SOURCE RECORDS:
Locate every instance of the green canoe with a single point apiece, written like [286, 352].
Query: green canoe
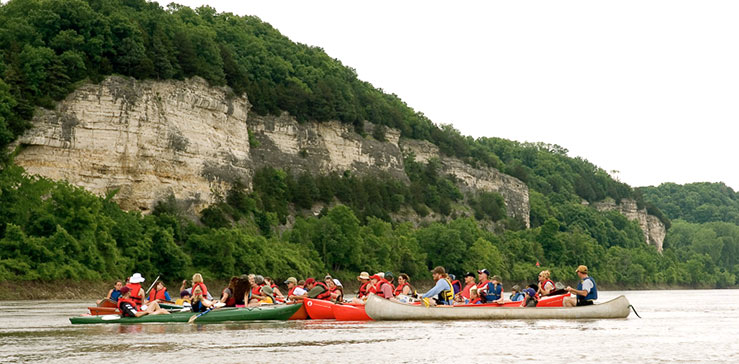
[277, 312]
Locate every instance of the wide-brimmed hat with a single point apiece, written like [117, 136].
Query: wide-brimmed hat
[137, 278]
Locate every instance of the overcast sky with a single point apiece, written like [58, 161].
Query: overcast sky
[646, 88]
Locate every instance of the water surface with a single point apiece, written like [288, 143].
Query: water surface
[676, 326]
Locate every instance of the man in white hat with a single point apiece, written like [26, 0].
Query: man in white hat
[138, 294]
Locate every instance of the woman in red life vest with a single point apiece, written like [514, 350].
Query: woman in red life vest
[138, 294]
[128, 307]
[404, 286]
[159, 293]
[275, 290]
[546, 286]
[227, 295]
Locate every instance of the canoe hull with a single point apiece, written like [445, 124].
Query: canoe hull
[319, 309]
[382, 309]
[350, 313]
[279, 312]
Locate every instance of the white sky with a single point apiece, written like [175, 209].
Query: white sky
[647, 88]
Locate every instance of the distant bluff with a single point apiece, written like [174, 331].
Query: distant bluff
[153, 139]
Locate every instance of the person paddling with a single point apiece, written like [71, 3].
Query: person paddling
[586, 291]
[128, 307]
[442, 291]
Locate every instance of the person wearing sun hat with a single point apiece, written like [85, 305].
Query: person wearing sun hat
[586, 291]
[138, 294]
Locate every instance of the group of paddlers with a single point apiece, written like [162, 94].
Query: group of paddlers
[255, 290]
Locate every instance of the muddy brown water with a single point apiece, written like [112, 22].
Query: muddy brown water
[676, 326]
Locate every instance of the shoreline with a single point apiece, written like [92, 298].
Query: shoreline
[36, 291]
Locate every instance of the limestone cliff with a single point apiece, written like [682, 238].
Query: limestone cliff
[654, 230]
[150, 139]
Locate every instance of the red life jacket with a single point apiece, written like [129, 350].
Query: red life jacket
[129, 300]
[399, 289]
[202, 286]
[364, 290]
[378, 288]
[326, 294]
[157, 295]
[545, 284]
[135, 293]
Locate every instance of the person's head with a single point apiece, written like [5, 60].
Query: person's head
[363, 277]
[403, 278]
[291, 282]
[197, 278]
[544, 275]
[438, 273]
[125, 292]
[483, 274]
[232, 283]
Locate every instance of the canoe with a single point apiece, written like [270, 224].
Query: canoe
[381, 309]
[276, 312]
[319, 309]
[350, 312]
[300, 314]
[106, 310]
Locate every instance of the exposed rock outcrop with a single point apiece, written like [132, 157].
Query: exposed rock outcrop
[654, 230]
[150, 139]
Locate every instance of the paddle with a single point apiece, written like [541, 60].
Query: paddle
[152, 285]
[194, 317]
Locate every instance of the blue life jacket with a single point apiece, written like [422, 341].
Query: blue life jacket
[494, 292]
[115, 295]
[592, 295]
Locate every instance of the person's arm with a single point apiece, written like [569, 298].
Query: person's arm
[440, 286]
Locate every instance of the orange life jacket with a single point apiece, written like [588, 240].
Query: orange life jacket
[157, 295]
[135, 293]
[363, 290]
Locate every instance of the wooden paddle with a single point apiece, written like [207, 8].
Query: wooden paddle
[194, 317]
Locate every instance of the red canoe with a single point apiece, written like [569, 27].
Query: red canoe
[300, 314]
[350, 312]
[318, 309]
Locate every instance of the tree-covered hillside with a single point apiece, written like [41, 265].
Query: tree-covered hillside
[51, 230]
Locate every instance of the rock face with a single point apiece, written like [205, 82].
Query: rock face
[151, 139]
[654, 230]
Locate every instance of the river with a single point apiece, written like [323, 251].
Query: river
[676, 326]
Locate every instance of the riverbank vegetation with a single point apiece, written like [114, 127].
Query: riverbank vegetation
[51, 231]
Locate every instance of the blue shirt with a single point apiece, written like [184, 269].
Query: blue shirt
[441, 285]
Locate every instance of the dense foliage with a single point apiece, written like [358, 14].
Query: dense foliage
[695, 202]
[51, 231]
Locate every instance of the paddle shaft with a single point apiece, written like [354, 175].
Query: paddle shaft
[152, 285]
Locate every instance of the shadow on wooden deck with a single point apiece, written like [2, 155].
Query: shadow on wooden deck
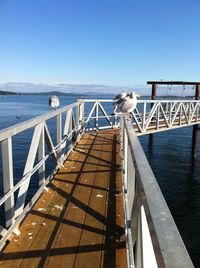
[98, 162]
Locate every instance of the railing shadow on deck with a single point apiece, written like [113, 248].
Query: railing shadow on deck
[170, 114]
[112, 233]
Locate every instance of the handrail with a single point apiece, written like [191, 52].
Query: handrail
[15, 210]
[14, 130]
[149, 220]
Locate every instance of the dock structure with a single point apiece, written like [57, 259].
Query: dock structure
[100, 206]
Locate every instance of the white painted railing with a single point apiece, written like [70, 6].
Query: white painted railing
[150, 116]
[66, 135]
[160, 115]
[145, 207]
[153, 239]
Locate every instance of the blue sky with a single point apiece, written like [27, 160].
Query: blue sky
[122, 43]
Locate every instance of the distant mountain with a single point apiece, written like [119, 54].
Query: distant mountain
[64, 88]
[2, 92]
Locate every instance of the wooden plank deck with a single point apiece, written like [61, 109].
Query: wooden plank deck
[79, 221]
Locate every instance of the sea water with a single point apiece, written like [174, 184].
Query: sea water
[169, 154]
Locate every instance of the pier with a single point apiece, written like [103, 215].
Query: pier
[101, 205]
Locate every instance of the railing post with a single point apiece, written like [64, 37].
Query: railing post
[125, 157]
[97, 116]
[144, 116]
[7, 164]
[195, 127]
[59, 133]
[41, 155]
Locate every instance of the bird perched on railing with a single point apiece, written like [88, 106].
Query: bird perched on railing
[125, 102]
[54, 102]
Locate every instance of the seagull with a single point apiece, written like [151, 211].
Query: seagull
[118, 99]
[54, 102]
[126, 104]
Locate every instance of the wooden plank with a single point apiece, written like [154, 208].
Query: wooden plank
[94, 225]
[114, 253]
[44, 241]
[69, 235]
[33, 222]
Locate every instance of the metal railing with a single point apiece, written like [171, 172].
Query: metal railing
[152, 234]
[153, 239]
[150, 116]
[14, 198]
[160, 115]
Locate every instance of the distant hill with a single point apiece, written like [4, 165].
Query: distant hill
[2, 92]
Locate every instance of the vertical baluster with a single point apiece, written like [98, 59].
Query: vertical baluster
[170, 114]
[158, 117]
[41, 155]
[7, 164]
[180, 114]
[125, 157]
[138, 253]
[144, 116]
[82, 114]
[78, 115]
[97, 116]
[59, 133]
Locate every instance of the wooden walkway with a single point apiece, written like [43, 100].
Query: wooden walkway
[79, 221]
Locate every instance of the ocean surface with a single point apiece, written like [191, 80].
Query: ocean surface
[169, 154]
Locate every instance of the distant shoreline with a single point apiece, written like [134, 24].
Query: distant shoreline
[86, 95]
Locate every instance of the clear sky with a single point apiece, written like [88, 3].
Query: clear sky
[109, 42]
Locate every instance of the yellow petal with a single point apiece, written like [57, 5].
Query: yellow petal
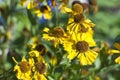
[72, 54]
[82, 59]
[117, 45]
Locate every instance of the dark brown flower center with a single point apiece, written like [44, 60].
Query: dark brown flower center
[78, 18]
[24, 66]
[83, 29]
[57, 32]
[82, 46]
[77, 8]
[40, 67]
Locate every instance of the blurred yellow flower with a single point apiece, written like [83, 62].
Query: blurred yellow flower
[44, 11]
[23, 69]
[53, 60]
[57, 35]
[40, 69]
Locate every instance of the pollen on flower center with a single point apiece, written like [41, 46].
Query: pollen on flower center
[57, 32]
[40, 48]
[43, 8]
[40, 67]
[78, 18]
[82, 46]
[77, 7]
[24, 66]
[83, 29]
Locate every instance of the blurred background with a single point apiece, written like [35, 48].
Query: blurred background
[19, 26]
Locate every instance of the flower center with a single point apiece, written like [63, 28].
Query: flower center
[83, 29]
[24, 66]
[41, 68]
[78, 18]
[40, 48]
[43, 9]
[82, 46]
[77, 8]
[57, 32]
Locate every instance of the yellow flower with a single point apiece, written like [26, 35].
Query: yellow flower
[97, 78]
[22, 2]
[8, 35]
[79, 24]
[44, 11]
[113, 51]
[23, 69]
[64, 9]
[34, 53]
[57, 35]
[40, 69]
[53, 60]
[80, 47]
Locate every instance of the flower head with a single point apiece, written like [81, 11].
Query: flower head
[23, 68]
[117, 50]
[57, 35]
[79, 46]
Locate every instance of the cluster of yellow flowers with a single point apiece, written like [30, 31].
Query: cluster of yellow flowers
[78, 37]
[34, 66]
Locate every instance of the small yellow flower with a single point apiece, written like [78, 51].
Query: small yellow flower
[97, 78]
[23, 69]
[80, 47]
[44, 11]
[53, 60]
[57, 35]
[79, 24]
[34, 53]
[113, 51]
[40, 69]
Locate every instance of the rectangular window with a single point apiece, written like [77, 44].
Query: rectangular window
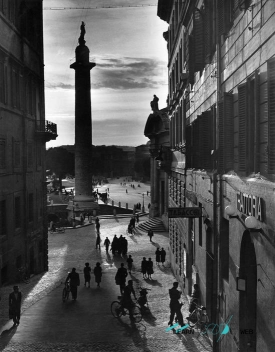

PROBLEM TO WORK ON:
Please reproduce word for word the lines from the one containing "Locate every instance of the small" through the end of the items, inclusive, and leave the pictures out.

SOLUTION FOR THIS TASK:
Locate every instance of the small yellow flower with a single point apiece, written like [78, 51].
Query: small yellow flower
[97, 78]
[23, 69]
[80, 47]
[44, 11]
[53, 60]
[57, 35]
[79, 24]
[34, 53]
[113, 51]
[40, 69]
Locate every instance of the rectangular window with a single point apiece, written like [77, 44].
Query: rectangular window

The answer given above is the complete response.